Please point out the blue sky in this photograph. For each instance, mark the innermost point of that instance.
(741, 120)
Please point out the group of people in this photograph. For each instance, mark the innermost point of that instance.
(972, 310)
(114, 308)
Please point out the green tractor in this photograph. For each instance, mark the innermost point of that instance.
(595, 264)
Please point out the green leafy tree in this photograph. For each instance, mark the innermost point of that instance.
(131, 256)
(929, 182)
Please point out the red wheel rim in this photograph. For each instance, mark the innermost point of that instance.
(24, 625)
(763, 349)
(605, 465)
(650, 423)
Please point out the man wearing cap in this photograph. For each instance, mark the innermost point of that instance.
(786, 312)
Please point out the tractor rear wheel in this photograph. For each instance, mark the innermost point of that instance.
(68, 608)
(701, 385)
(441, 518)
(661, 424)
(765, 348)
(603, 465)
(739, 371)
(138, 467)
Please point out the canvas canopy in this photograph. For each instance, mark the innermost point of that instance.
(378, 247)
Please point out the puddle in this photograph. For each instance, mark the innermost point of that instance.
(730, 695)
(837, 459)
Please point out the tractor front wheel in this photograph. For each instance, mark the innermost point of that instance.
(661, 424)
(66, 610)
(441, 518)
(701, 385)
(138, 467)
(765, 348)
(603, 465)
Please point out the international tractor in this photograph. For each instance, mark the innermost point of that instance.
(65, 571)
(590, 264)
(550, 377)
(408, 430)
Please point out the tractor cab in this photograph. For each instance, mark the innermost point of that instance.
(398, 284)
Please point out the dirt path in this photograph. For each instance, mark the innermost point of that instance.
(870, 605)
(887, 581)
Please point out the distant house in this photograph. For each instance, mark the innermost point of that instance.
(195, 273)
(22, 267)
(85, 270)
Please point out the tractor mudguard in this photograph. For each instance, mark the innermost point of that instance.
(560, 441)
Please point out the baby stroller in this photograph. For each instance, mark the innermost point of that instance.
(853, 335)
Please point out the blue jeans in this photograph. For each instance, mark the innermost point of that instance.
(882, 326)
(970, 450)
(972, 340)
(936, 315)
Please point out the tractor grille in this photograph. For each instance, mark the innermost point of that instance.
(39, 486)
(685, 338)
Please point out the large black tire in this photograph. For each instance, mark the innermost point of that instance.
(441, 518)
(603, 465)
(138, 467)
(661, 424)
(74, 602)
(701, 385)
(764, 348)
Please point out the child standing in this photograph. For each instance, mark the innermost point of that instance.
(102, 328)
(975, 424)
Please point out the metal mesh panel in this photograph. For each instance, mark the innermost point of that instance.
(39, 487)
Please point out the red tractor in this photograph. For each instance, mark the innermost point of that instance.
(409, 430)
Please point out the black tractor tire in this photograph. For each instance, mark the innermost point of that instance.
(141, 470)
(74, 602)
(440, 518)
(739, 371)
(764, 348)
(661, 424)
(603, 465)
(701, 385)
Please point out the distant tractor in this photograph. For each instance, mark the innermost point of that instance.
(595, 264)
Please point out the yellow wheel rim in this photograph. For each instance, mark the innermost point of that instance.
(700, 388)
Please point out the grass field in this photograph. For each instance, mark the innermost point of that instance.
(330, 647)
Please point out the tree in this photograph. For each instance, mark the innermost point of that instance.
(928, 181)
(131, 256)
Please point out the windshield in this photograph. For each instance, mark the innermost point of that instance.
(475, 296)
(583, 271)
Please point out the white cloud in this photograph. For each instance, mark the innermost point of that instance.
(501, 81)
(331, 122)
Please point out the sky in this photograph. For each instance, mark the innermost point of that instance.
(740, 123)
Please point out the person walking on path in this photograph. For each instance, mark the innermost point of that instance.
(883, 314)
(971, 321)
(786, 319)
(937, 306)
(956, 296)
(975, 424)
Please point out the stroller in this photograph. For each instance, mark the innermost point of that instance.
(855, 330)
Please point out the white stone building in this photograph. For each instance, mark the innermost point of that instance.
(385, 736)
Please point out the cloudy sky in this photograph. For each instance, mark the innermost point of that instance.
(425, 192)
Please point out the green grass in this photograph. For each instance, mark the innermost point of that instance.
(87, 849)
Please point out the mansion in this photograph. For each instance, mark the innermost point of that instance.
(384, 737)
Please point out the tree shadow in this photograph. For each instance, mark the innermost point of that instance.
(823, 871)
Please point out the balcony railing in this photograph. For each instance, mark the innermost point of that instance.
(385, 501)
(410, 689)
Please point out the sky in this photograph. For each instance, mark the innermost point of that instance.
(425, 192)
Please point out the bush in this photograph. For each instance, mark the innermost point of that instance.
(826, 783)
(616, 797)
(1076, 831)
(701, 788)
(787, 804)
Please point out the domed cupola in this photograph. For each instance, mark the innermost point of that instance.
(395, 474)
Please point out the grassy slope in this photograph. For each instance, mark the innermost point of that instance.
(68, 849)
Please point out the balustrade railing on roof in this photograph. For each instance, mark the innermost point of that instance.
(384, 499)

● ● ●

Set exercise: Every entry should be printed again exactly as written.

Output for this exercise:
Please point out the blue sky in this photograph. For each instance, mark the innermost point of that instance.
(741, 120)
Please point out the group of people in this photograph. For each instance, mark the innermost point of that instance.
(972, 310)
(114, 308)
Please point out the green tractor in this photograph. For each instance, mark the innermost point of that instance.
(595, 264)
Please point out the green leafy tree in this photograph. For each instance, mark the innermost point of that instance.
(131, 256)
(929, 182)
Please point out the red wheel rim in this photograph. For each instance, mark the innermost point of that instance.
(24, 625)
(763, 349)
(605, 465)
(650, 423)
Please point out the man wearing cap in this photograph. For each instance, mark the innermost point of that instance.
(786, 312)
Please point out the tractor rear wheel in this photograph. For each instance, mark the innermost point of that instance.
(68, 608)
(701, 385)
(441, 518)
(661, 424)
(765, 348)
(603, 465)
(739, 371)
(138, 467)
Please point out the canvas canopy in this photograph. For each instance, mark the innermost point of that instance.
(378, 247)
Please point out the puddle in this photograph. For each instance, mark the innermost point of that instance.
(730, 695)
(837, 459)
Please point out the tractor front wheel in this photograph. For each instance, mark the innermost point of that instance.
(661, 424)
(66, 610)
(441, 518)
(701, 385)
(138, 467)
(765, 348)
(603, 465)
Please point out the international tractor in this photograph. For each instance, mark the innermost point of that instance.
(65, 571)
(590, 264)
(550, 377)
(408, 430)
Please point out the tractor cab in this photograph. For each instance, mark the innermost point of that instance.
(398, 284)
Please point out the dirt path in this photograph. For each instance, mark the innermost point of that instance.
(870, 605)
(887, 581)
Please point out the distant house in this photograph. For each instance, mark the innermost point of that instance.
(195, 273)
(22, 267)
(85, 270)
Please point out the tractor mudguard in this photograph. For each instance, mark the innermost point of that instance.
(560, 441)
Please point out the baby stroller in this photograph. For each instance, mark the innermost point of that instance.
(853, 335)
Please point out the blue jeans in this photograph. For each instance, mark the innermost point of that instance.
(882, 326)
(970, 450)
(972, 340)
(936, 315)
Please point out the tractor grille in this photograph. For each instance, mark the innermost point of that instance.
(39, 486)
(685, 338)
Please point out the large black tire in this photograph. For each instance, mark the innermost point of that instance.
(441, 518)
(603, 465)
(138, 467)
(661, 424)
(74, 602)
(701, 385)
(764, 348)
Please point out the child standing in this photograph. For each instance, mark the innermost point of that instance.
(102, 328)
(975, 424)
Please point out the metal mesh panel in this photograph. For each instance, mark the innermost point of that instance.
(39, 487)
Please point out the red tractor in this photograph. For each instance, mark the innermost point of that instance.
(409, 430)
Please point out the black tractor tire in this photograph. For each instance, mark the innermost point of that instance.
(141, 470)
(74, 602)
(440, 518)
(739, 371)
(764, 348)
(661, 424)
(603, 465)
(701, 385)
Please point out the distant tractor in this photograph. For each instance, mark the innermost point of that instance.
(595, 264)
Please point out the yellow wheel rim in this photograph. For each instance, mark the innermost point of that instance.
(700, 388)
Please point out the grass field in this photograph. For each instance, mark the innermost point of that instance.
(330, 647)
Please point out the tree in this photograph. For each instance, mark the innermost point of that instance.
(928, 181)
(131, 256)
Please point out the windshield in this photograph. For each instance, mark the innermost point of that instance.
(475, 296)
(583, 271)
Please point out the white cloud in this photograph. For each instance, mark the innermost point of that instance.
(501, 81)
(331, 122)
Please point out the sky in this photograph. For each instance, mark the innermost point of that instance.
(740, 123)
Please point out the person walking on path in this photograph. For each instance, mark the innermost point of that instance.
(883, 314)
(971, 321)
(786, 319)
(937, 306)
(956, 296)
(975, 424)
Please point out the stroller in this photograph. For each instance, mark the innermost point of that instance.
(855, 330)
Please point out the white stone building in this photograph. For each instance, mark the innermost point of that instance.
(385, 736)
Please point out the cloudy sky in this photograph. For each instance, mark the innermost point of that instance.
(425, 192)
Please point out the green grass in this photograph. For each instance, mark the innermost point of that instance.
(87, 849)
Please point out the mansion in this photograph. For each instance, mark the innermost point of that instance.
(384, 737)
Please point out the tree shadow in this photograph. For each instance, mark the innermost point of that instance.
(823, 871)
Please point out the balcony railing in this photograph. For each instance, mark the innermost point of that instance.
(385, 501)
(410, 689)
Please point out the sky in this photograph. For each instance, mark the innermost point of that instance.
(425, 192)
Please point out the bush in this photograph. For each instance, mark the innermost point of that instance.
(826, 783)
(616, 797)
(1076, 831)
(701, 788)
(787, 804)
Please point out the domed cupola in this photograph. For each instance, mark the innermost point of that instance.
(395, 474)
Please point out the grassy slope in this photograph. For each instance, mark the innermost point of that instance.
(68, 849)
Please point out the balustrade railing on roof in this photograph. For each instance, mark the innermost point of that instance.
(384, 499)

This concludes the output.